Extract provided Start Marker
Let’s face it, love is complicated. You feel the butterflies, you smile and bat your eyelashes more than usual… and where did that goofy laugh come from? You’re following your instincts and you’re both taking a risk, allowing yourselves to be vulnerable. Then comes the scheduled dating and favourite restaurants – who’s vehicle are we taking? When’s the next road trip, holiday or excursion? Are we moving in together and taking it to the next level? Who are we voting for? Maybe you don’t have the time or the right environment for the average courtship. Maybe, just maybe you’re in a mental health institution and you fell in love with another patient, so you’re working with what you’ve got.
In 1995, Celeste Beard (Julie Benz) was admitted for severe depression and met patient Tracy Tarlton (Justine Warrington). There was an attraction and they fell in love after Celeste had seduced her. Celeste had told Tracy that the only way that they could be together, was if she killed Celeste’s retired broadcaster and millionaire husband, Steve Beard (Eli Gabay). Tracy loved Celeste and would do anything for her. She killed Steve Beard and was charged with his murder. She testified against Celeste to help get her convicted and in return, received a reduced sentence. This is a true crime story with real characters. Celeste is still in jail but Tracy has been out for years.
The Lifetime TV movie, SECRETS OF A GOLD DIGGER KILLER, premiered on June 13th, 2021. Directed by Robin Hays and executive produced by Barbara Lieberman and Howard Braunstein. An original movie that is part of the networks first annual ‘Summer of Secrets’ television movie series, which is compiled of six different original movies based on true stories. When you are making a film based on a true crime story, you really want to select your cast carefully. The people in the story deserve to have their story told accurately and convincingly. They didn’t have to look very far when they knocked on Vancouver’s own award-winning actor, Justine Warrington’s door to tell her she’d be playing real life convicted murderer, Tracy Tarlton. Justine has shared the screen with legendary actors, Mel Gibson, Vince Vaughn, and Thomas Kretschmann in S. Craig Zahler’s feature, DRAGGED ACROSS CONCRETE. She was also opposite Johnny Depp in Wayne Roberts’ dark comedy feature, THE PROFESSOR. Justine is known for her dedication and activity in theatre. She went on to train at notable acting schools in Vancouver and with Anthony Meindl at AMAW Studios.
Justine appeared in a wide range of roles for network television, including BBC America, Hallmark, The History Channel and Netflix. Her first feature film role was the free-spirited vixen Ginny in the Canadian cult film, THE CABIN MOVIE, which earned her a Best Supporting Actress Leo Nomination. In addition to her work as an actor, Justine is also a talented writer, creator, and producer of projects including EARTHLICKERS (2014), an award-winning sci-fi comedy short film that is now in development as a feature film.
Extract provided End Marker
* _Required work_
1 – Condense the paragraph of the article on the Lifetime movie that begins "In 1995, Celeste Beard" into a short bulleted list that keeps its main facts.
2 – Extend the article about the Lifetime movie SECRETS OF A GOLD DIGGER KILLER by writing what follows its final paragraph.
Data extracts Start Marker
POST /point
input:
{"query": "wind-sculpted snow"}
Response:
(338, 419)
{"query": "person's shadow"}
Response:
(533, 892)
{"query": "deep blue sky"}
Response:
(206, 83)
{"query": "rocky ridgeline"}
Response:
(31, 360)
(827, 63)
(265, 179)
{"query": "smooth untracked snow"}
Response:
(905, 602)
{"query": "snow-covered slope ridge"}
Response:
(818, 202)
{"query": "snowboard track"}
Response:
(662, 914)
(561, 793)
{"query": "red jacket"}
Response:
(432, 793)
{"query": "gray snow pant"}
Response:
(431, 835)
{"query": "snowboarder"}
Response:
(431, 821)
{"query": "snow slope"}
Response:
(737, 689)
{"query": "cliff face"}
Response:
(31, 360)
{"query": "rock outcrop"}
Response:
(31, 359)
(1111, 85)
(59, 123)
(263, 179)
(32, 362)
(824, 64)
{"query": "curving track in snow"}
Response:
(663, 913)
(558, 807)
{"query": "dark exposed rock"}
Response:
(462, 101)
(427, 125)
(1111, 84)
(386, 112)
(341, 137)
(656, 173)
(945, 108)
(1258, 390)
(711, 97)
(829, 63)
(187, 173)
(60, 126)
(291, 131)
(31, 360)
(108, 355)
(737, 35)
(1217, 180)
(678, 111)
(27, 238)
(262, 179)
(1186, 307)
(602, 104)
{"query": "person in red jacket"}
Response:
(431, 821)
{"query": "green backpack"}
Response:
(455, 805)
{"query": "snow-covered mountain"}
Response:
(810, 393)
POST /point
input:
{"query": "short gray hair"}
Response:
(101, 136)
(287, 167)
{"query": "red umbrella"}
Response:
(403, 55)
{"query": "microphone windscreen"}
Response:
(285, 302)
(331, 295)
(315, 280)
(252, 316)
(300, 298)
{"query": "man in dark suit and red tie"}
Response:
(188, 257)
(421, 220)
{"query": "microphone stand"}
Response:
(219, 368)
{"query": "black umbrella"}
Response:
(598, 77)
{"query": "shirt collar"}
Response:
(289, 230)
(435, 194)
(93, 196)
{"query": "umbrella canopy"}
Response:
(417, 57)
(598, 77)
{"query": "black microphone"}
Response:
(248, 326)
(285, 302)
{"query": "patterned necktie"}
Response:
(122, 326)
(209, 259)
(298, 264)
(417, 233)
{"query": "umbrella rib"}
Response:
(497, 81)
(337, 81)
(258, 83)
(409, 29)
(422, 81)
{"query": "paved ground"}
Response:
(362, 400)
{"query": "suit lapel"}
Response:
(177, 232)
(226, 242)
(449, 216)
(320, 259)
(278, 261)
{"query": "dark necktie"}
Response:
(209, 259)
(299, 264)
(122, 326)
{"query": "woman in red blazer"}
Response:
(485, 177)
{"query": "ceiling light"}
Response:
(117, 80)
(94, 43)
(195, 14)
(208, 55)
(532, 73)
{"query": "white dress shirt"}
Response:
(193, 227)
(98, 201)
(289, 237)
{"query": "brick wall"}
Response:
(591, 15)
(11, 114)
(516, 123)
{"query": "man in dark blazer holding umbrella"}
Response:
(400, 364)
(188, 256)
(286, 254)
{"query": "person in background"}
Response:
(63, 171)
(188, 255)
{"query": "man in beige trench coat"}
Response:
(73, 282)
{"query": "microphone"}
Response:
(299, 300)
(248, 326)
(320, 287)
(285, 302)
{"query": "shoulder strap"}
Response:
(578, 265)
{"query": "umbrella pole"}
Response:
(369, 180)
Data extracts End Marker
* _Results by task_
1 –
- In 1995, Celeste Beard (Julie Benz) was admitted for severe depression and met fellow patient Tracy Tarlton (Justine Warrington).
- Celeste seduced Tracy, and the two fell in love.
- Celeste told Tracy they could only be together if Tracy killed Celeste's husband, Steve Beard (Eli Gabay), a retired broadcaster and millionaire.
- Tracy killed Steve Beard and was charged with his murder.
- She testified against Celeste to help convict her and received a reduced sentence in return.
- The story is true and involves real people. Celeste is still in jail, and Tracy has been out for years.

2 –
Based on true events, Secrets of a Gold Digger Killer follows multimillionaire Steven Beard (Eli Gabay), a retired broadcasting executive, who fell hard for Celeste (Julie Benz), an attractive waitress who served him his nightly cocktail at the local country club in Austin, Texas. In 2003, Celeste Beard was convicted of capital murder and sentenced to life in prison. Tracey Tarlton received a reduced sentence and has been released on parole.
The movie is based on the book, The Fortune Hunter by Suzy Spencer.
I had the absolute pleasure of speaking with Justine Warrington about her real life role in this bizarre but true crime story. Roll the tape!
HNMAG “You play a real-life character, Tracy Tarlton in this film. Was it difficult to find info on her?”
JUSTINE “It’s an interesting story, the audition was in early Oct. so I did a lot of research back then because I was a little intimidated. I’ve never played a real-life person that was still alive. I had a crack at playing Marilyn Monroe back in the day but this is the first time entering this realm. I did as much research as I could, there was a lot available online about the case as well as video footage. It was enough for me to get a sense of who she was, to a certain degree. I came late to the project – the part was originally intended for another actor that’s very popular in the US. She’s on another popular prison show but I’m not at liberty to mention the actor’s name. Once the role became mine, I only had a week to prep before going to camera, so it was quite a challenge. Luckily, all of the research I’d done prior to the audition process was still with me. I was able to step in and give it my all.”
HNMAG “What would you consider the take away in this story?”
JUSTINE “Isn’t it so funny in today’s society. We worship money and we worship the capitalist system. It’s amazing what people will do for money and what they’ll get involved in. This is to the extreme, in terms of committing a horrible crime. I think the big message for the character I play is to not ignore red flags in a relationship (laughing), no matter how long you want to be loved. We all deserve to be loved fully for who we are and not just because we are of service to someone else. It has to be a 50/50 relationship and Celeste and Tracy were not – it was all manipulation.”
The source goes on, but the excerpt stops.